Your task:
Write out the lines from the line containing "Labeling rule: each instance of the tan cheek" through the final line of the listing below, exactly, omitting every other line.

Location identification entries:
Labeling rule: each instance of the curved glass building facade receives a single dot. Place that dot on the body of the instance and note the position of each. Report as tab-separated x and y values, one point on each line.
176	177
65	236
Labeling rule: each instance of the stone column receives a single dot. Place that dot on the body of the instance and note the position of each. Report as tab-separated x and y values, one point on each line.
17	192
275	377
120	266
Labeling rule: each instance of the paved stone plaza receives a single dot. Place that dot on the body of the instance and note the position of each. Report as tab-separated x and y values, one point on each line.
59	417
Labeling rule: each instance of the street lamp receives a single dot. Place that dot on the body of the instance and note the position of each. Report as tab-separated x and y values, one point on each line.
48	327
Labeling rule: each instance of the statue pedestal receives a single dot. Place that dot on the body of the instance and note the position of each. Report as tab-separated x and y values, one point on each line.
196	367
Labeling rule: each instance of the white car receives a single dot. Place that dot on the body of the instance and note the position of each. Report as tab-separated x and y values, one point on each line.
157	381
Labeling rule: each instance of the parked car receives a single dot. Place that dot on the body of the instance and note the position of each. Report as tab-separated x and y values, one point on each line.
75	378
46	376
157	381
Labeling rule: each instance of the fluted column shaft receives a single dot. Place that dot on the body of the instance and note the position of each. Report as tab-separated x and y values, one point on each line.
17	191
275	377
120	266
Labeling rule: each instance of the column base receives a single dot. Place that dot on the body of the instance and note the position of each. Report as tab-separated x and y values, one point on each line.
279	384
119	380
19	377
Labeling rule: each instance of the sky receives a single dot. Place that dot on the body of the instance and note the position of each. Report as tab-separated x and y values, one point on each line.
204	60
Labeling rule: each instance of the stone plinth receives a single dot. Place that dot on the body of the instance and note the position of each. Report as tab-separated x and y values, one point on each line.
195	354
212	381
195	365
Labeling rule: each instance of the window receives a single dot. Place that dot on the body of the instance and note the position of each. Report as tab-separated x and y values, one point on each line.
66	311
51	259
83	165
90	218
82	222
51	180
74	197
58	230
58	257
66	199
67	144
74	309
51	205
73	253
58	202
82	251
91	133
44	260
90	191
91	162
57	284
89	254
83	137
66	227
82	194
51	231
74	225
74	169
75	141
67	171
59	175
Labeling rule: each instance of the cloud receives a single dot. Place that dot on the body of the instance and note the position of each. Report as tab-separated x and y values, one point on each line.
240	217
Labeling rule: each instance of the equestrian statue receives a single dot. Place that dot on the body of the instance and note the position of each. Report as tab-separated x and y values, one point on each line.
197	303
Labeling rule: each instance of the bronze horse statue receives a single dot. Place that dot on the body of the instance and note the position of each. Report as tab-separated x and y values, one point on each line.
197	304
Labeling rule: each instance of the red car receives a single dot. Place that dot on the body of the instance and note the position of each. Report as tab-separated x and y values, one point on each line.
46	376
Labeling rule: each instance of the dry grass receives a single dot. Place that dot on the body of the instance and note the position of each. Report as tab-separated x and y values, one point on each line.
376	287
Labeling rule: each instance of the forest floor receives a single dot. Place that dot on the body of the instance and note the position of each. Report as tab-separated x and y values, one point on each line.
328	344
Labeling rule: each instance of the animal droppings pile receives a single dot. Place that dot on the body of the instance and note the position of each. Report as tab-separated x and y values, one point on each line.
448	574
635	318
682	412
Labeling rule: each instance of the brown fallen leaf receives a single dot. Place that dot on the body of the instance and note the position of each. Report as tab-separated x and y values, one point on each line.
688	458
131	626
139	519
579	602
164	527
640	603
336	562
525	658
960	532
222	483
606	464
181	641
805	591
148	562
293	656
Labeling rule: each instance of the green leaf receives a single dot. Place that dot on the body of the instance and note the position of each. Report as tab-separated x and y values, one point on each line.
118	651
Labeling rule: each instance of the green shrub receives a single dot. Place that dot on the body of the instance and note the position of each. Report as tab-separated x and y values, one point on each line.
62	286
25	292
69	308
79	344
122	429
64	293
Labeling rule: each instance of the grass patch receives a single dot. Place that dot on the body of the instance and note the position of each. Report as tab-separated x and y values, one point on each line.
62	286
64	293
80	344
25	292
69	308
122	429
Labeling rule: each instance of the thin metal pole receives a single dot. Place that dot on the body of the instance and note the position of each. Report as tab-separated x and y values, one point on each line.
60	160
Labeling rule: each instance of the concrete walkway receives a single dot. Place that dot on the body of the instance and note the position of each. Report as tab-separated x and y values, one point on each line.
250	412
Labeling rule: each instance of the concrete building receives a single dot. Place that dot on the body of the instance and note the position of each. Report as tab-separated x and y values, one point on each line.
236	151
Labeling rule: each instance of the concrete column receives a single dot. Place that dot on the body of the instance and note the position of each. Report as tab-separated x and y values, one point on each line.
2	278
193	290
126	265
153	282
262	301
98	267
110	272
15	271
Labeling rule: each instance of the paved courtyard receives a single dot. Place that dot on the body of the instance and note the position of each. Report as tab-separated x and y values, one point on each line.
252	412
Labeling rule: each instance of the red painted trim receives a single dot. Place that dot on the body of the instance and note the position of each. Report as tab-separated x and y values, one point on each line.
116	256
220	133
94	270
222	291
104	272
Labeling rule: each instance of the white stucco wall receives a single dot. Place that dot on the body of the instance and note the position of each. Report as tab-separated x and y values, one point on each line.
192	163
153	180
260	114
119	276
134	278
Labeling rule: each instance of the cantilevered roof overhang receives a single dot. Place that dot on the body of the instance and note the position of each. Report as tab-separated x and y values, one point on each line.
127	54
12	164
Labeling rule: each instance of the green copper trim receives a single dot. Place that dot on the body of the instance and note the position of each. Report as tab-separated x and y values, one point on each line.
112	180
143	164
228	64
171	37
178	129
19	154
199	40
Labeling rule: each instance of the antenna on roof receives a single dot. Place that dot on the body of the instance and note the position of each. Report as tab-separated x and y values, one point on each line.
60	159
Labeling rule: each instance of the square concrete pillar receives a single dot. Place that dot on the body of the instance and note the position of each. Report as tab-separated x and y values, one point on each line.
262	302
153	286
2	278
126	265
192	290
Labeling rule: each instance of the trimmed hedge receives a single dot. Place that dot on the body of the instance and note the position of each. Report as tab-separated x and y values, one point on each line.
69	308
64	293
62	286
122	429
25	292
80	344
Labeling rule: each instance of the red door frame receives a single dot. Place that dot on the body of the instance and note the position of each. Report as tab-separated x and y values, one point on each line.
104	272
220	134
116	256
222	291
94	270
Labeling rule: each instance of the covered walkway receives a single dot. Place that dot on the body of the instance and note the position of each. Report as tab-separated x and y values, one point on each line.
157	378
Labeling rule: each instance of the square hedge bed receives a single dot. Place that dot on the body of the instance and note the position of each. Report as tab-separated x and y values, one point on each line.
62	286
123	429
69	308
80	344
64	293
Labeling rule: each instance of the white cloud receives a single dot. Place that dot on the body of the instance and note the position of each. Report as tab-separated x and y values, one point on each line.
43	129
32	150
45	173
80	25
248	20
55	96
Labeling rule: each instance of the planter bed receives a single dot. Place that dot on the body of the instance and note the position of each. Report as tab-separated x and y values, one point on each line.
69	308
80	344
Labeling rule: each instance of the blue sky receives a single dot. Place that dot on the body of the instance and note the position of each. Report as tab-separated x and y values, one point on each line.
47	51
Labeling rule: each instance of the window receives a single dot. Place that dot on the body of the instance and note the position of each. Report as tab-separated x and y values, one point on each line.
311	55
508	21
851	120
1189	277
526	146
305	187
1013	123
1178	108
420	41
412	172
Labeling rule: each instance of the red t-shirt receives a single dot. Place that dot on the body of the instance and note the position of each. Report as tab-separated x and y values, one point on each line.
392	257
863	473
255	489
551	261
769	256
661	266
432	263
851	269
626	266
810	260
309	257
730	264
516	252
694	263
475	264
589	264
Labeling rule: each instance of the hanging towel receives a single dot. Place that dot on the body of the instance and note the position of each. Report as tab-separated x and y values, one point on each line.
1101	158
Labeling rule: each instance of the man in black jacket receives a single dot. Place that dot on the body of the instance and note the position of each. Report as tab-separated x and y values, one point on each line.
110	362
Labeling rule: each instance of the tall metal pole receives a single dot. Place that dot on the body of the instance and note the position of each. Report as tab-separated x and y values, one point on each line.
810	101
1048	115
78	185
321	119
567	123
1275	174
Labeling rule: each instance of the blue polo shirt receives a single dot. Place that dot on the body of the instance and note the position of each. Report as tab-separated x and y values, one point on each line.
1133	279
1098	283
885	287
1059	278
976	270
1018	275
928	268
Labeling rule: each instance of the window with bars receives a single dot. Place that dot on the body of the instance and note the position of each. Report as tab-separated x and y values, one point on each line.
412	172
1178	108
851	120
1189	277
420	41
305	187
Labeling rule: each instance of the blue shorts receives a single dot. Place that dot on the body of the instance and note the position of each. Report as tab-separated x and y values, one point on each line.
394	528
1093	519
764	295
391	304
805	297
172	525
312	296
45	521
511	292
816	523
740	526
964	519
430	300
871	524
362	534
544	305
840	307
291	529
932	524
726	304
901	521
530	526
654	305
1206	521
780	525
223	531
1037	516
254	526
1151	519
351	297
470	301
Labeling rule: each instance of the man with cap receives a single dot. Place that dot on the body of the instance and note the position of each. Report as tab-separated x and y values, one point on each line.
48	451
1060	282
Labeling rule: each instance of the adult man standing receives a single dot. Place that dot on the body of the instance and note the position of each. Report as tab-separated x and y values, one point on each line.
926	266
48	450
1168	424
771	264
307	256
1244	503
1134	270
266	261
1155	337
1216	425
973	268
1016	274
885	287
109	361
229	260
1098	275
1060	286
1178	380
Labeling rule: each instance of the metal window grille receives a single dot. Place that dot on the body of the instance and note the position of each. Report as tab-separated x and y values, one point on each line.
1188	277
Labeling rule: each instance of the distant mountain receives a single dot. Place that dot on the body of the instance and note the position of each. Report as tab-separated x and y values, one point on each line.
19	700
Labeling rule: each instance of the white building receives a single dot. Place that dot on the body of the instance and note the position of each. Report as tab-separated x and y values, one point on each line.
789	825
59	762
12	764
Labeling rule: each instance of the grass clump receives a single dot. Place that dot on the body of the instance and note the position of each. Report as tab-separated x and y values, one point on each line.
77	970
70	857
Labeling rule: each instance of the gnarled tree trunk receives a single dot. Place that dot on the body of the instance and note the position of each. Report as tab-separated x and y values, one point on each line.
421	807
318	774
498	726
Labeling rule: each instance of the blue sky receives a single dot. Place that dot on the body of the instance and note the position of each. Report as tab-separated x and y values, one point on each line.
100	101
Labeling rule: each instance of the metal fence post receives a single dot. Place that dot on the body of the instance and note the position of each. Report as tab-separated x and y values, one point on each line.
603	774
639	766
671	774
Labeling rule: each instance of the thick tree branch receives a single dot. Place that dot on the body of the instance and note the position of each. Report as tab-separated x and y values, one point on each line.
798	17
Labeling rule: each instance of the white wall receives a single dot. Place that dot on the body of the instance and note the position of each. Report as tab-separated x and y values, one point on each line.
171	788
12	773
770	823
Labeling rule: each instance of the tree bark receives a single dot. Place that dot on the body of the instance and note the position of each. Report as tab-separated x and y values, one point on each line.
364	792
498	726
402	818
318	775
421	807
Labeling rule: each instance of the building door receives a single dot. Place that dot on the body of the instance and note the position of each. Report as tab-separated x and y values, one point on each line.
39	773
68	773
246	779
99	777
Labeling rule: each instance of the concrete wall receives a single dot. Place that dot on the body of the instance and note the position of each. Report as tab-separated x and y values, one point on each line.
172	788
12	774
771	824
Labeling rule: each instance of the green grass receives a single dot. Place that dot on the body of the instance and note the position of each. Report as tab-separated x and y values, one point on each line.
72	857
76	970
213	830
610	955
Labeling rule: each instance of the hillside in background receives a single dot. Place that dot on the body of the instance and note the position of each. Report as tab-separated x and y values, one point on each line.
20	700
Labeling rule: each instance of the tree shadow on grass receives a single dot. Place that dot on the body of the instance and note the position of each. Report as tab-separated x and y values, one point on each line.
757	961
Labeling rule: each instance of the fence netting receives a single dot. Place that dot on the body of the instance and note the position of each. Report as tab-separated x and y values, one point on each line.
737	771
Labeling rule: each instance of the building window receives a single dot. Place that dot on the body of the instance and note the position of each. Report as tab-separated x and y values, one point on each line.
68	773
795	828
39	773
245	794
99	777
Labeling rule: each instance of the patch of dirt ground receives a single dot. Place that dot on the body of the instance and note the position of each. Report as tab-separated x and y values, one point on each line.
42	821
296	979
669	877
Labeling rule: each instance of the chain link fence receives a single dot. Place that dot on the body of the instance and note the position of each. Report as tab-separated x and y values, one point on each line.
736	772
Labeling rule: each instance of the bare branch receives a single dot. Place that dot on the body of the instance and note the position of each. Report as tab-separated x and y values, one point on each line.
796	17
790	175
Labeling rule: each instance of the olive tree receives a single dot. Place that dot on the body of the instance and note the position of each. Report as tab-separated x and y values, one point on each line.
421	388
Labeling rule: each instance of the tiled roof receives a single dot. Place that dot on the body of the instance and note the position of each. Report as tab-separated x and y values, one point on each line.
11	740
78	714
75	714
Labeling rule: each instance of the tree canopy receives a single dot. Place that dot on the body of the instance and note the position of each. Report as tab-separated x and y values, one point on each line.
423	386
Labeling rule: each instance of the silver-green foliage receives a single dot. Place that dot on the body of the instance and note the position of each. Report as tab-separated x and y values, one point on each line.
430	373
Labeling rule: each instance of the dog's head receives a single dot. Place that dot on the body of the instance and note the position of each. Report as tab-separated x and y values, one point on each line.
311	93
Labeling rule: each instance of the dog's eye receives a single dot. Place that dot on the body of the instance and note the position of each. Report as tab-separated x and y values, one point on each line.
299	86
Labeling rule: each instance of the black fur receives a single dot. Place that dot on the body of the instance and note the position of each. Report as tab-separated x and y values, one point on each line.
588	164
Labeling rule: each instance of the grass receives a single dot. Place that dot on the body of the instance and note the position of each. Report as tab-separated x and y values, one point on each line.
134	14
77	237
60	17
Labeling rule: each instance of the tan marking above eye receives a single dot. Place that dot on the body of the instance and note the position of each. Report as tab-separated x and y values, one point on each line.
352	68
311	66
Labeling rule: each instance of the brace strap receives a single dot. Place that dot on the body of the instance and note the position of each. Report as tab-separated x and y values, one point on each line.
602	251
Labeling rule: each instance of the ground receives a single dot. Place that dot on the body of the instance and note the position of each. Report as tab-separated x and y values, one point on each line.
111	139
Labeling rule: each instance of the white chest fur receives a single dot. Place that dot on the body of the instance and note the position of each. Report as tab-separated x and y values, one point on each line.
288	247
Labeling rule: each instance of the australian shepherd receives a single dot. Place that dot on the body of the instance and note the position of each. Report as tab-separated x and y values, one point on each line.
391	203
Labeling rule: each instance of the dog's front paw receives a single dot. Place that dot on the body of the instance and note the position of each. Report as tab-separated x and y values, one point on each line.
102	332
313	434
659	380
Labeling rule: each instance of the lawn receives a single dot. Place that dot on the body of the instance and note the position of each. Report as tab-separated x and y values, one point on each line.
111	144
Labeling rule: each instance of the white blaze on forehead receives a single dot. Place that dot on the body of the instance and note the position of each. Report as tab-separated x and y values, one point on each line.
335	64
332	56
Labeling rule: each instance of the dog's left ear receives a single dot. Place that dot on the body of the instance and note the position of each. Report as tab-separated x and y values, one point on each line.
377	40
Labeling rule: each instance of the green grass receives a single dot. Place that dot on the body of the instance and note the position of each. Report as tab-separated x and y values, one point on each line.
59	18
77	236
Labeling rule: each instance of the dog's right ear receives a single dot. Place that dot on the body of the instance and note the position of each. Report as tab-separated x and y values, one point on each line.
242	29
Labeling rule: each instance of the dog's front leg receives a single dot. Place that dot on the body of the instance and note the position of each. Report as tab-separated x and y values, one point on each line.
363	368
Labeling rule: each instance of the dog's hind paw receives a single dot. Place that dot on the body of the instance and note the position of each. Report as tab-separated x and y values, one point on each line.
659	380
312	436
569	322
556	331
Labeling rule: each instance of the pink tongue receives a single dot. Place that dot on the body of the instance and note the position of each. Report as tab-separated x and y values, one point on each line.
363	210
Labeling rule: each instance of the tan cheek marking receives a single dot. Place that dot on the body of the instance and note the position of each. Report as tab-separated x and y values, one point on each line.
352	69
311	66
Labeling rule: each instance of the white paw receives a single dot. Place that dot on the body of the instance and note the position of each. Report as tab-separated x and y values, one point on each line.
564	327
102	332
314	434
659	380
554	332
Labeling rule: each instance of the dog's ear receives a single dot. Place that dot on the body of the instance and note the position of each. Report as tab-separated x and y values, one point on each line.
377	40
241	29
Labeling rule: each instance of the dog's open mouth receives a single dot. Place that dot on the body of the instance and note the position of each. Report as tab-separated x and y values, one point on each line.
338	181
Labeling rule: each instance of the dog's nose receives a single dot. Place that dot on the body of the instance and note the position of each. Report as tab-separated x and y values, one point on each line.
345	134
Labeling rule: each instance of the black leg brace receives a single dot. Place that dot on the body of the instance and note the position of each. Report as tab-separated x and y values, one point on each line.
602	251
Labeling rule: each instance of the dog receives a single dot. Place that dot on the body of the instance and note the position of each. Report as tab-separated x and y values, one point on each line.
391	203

Answer to this task:
Labeling rule: each instance of the tan cheek marking receives a single dot. Place that dot on the body of the instance and note the position of each. Report as tab-separated x and y values, one point on each line.
352	69
311	66
Labeling rule: each instance of the white paw receives a single dot. Place that dot on the body of the instance and note the position of each. Report as tab-separated x and y values, one point on each line.
564	327
102	332
314	434
659	380
554	332
Labeling rule: each instance of the dog's ear receives a single dot. Place that dot on the body of the instance and note the position of each. Report as tab-separated x and y values, one point on each line.
377	40
241	29
Labeling rule: each instance of the dog's open mouth receives a single dot. Place that dot on the body of the instance and note the position of each. Report as tab-separated x and y values, one point on each line.
338	181
Labeling rule: each instance of the dog's nose receives a single dot. Place that dot on the body of the instance and note the position of each. Report as tab-separated x and y values, one point on each line.
345	134
Labeling rule: each instance of the black leg brace receives a single dot. Place that dot on the body of the instance and note the position of each. Report as tab-separated x and y values, one point on each line.
602	251
Labeling rule: each instance of the dog receives a single dot. Place that dot on the body of the instance and note the position of each. Report as tab-separated x and y values, one point on each line.
391	203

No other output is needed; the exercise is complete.